--- TEXT FOR ANALYSIS Enclosed Below ---

Kate Dulcey is also a licensed grower, but she and her husband Jake agree their future lies in “branding and making products on the retail side” of the industry.
“We love the science behind it and we think that you can actually patent the formulations, and there’s so much that you can do with it. Anything from just helping people and the sustainability and what’s best for the earth. It’s just an all-encompassing passion,” Kate says.
“Mike, Kate and I have been dreaming of this project for quite some time now,” Jake told a crowd at the June 13 grand opening of their store. “We’ve really set out to create a place for people to come learn and also heal. We want to educate the community on what CBD and holistic care is and how it might be able to change your lives.”

--- End of Enclosed TEXT FOR ANALYSIS ---

» EXERCISE PROMPT
Write what comes next in the passage about Kate and Jake Dulcey's CBD store, picking up after its last sentence.

--- SOURCE INFORMATION Enclosed Below ---

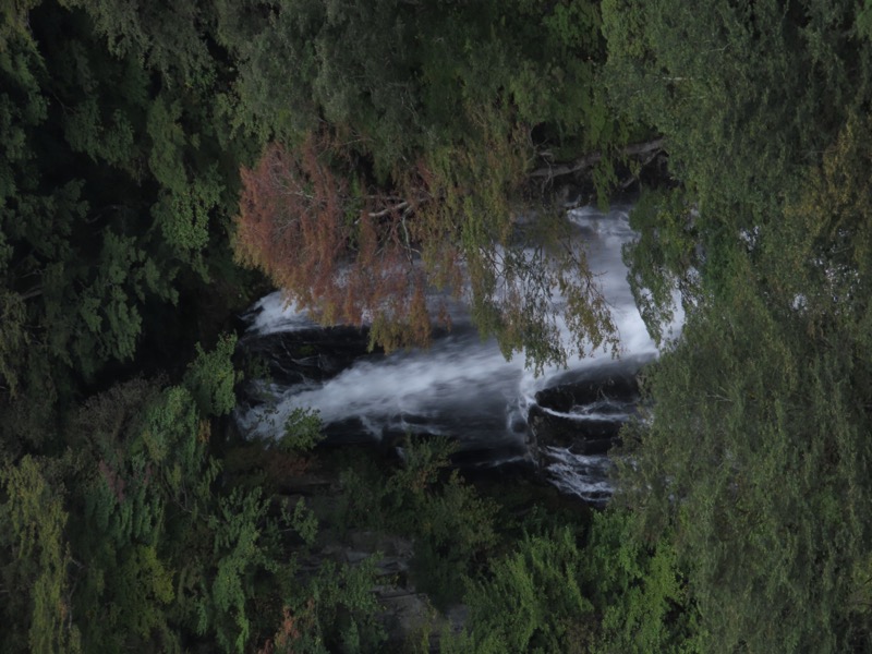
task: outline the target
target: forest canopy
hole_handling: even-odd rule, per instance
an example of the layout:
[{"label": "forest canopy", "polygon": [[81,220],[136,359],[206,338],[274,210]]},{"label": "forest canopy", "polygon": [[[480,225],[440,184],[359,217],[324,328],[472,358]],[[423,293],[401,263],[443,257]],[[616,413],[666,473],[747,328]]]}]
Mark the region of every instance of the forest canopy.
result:
[{"label": "forest canopy", "polygon": [[[872,4],[0,17],[4,652],[872,651]],[[304,411],[235,431],[259,368],[222,332],[270,284],[384,349],[450,325],[435,291],[537,370],[614,348],[564,214],[619,190],[650,332],[687,318],[608,509],[441,440],[343,458]],[[414,638],[378,556],[317,558],[361,534],[411,543]]]}]

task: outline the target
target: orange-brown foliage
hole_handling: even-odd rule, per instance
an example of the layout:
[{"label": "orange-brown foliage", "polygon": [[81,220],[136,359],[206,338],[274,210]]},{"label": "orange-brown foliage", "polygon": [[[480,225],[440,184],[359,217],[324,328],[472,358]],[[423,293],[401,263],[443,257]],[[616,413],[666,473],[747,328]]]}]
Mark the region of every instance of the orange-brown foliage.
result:
[{"label": "orange-brown foliage", "polygon": [[352,175],[328,165],[331,155],[327,140],[313,135],[294,152],[272,144],[242,170],[237,256],[323,322],[368,322],[373,341],[387,349],[424,344],[427,278],[407,225],[414,206],[352,193]]}]

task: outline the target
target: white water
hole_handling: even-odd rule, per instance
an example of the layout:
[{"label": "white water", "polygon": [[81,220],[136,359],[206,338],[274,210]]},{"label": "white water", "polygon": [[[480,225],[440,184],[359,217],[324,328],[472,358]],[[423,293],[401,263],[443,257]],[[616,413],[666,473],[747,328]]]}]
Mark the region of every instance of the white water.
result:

--- End of Enclosed SOURCE INFORMATION ---

» ANSWER SPACE
Their business is just one of the latest to start selling CBD products across the region. Do a Google search for CDB in Nashville and you’ll find specialty stores like LabCanna East, Nashville Hemp, Music City Hemp, CBD Solutions. But you’ll also find CBD products at Turnip Truck grocery stores, gift shops like Mill Creek Mercantile in Donelson, and big-box stores like CVS and Walgreens pharmacies.
Solomon likes to use coffee as an analogy to describe the difference between hemp and marijuana.
“Hemp and marijuana are both cannabis. So, if cannabis is the word ‘coffee,’ then the word ‘marijuana’ is caffeinated, and the word ‘hemp’ is decaf. That is the best way to put it,” Solomon explains.
“They both have a lot of the same cannabinoids. If I had both a cup of caffeinated and decaffeinated coffee in front of you, they’re both black, they’re both hot and they both probably taste the same. But if you chugged one, 10 minutes later you’re going to feel something. And if chugged another one, you’re not.
“So, in a lot of aspects – obviously, we’re not growing the same stuff as (California but), it still is a cannabis plant – so a lot of it is similar but it’s definitely decaf.”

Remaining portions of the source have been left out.